# What you are asked to do
Output the data below in full, character for character.

*** Opening of Data ***

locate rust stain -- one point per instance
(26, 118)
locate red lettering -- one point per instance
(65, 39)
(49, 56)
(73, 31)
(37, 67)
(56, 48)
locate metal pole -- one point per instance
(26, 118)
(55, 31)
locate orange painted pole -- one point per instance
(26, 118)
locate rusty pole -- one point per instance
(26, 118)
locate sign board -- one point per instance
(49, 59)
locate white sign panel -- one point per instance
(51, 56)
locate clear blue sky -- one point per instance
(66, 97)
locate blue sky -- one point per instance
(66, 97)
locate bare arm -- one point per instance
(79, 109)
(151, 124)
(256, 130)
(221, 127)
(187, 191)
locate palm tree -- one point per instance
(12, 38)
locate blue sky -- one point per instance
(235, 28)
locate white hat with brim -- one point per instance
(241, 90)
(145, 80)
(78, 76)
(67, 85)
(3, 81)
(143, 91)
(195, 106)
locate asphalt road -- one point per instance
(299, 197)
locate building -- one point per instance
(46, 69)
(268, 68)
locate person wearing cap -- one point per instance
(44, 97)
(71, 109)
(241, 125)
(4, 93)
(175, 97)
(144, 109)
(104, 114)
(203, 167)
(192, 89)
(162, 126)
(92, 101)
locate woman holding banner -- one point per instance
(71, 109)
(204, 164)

*** Close of Data ***

# Expected answer
locate rust stain -- one point per instance
(26, 118)
locate red lettering -- one point per instance
(65, 39)
(49, 56)
(73, 31)
(37, 67)
(56, 48)
locate metal pole -- one point per instance
(26, 118)
(55, 31)
locate orange painted pole -- one point per instance
(26, 118)
locate rusty pole -- one point per instance
(26, 118)
locate sign board -- one point per instance
(49, 59)
locate white sign panel -- one point per instance
(51, 56)
locate clear blue sky -- one point per instance
(66, 97)
locate blue sky -- one point per instance
(66, 97)
locate bare arm -- one point per instance
(79, 109)
(151, 124)
(256, 130)
(221, 127)
(187, 191)
locate palm tree -- one point per instance
(12, 38)
locate blue sky -- one point per instance
(235, 28)
locate white hat with brim -- one point per instance
(241, 90)
(145, 80)
(78, 76)
(67, 85)
(3, 81)
(143, 91)
(195, 106)
locate asphalt road -- one point per instance
(299, 197)
locate building -- one point per instance
(46, 69)
(268, 68)
locate person wearing cap -- one point per instance
(44, 97)
(71, 109)
(241, 125)
(4, 93)
(175, 97)
(144, 109)
(104, 114)
(203, 167)
(192, 89)
(162, 126)
(92, 101)
locate woman holding banner -- one point per instance
(71, 109)
(204, 164)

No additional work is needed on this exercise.